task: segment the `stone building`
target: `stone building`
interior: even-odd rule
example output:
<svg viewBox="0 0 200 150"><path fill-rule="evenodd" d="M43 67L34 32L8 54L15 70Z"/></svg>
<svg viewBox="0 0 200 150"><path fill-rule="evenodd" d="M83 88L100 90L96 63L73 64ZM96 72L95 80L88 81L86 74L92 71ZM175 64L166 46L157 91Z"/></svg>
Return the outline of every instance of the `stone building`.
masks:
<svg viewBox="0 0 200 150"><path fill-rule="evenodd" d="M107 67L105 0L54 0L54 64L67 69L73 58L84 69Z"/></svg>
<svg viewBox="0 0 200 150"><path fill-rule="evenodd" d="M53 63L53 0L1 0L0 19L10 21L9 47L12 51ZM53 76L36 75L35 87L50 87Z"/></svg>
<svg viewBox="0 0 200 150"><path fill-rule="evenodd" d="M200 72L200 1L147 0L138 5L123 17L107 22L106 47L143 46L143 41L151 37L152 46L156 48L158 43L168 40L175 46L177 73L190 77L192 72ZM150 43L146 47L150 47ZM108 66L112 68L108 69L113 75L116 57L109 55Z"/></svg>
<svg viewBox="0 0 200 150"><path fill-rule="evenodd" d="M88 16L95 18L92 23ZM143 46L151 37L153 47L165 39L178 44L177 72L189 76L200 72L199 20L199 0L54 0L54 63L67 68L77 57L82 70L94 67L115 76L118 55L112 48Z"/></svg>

^^^^^^^^

▶ Task objective: Repeat the data above, word for word.

▶ Written response:
task: segment the `stone building`
target: `stone building`
interior: even-odd rule
example output:
<svg viewBox="0 0 200 150"><path fill-rule="evenodd" d="M43 67L34 32L8 54L15 70Z"/></svg>
<svg viewBox="0 0 200 150"><path fill-rule="evenodd" d="M83 88L100 90L96 63L73 64ZM96 72L95 80L88 81L86 74L92 71ZM175 64L166 46L157 91Z"/></svg>
Return the outline of every instance of the `stone building`.
masks:
<svg viewBox="0 0 200 150"><path fill-rule="evenodd" d="M107 67L105 0L54 0L54 64L67 69L73 58L84 69Z"/></svg>
<svg viewBox="0 0 200 150"><path fill-rule="evenodd" d="M53 63L53 0L1 0L0 19L10 21L9 47L12 51ZM53 76L36 75L35 87L50 87Z"/></svg>
<svg viewBox="0 0 200 150"><path fill-rule="evenodd" d="M200 72L200 1L147 0L138 5L123 17L107 22L106 47L143 46L143 41L151 37L152 46L156 48L158 43L168 40L175 46L177 73L190 77L192 72ZM150 43L146 47L150 47ZM108 66L112 68L108 69L113 75L116 57L109 55Z"/></svg>
<svg viewBox="0 0 200 150"><path fill-rule="evenodd" d="M88 16L95 18L92 23ZM143 46L151 37L153 47L165 39L178 44L177 72L189 76L200 72L199 20L199 0L54 0L54 63L67 68L77 57L82 70L94 67L115 76L118 55L112 48Z"/></svg>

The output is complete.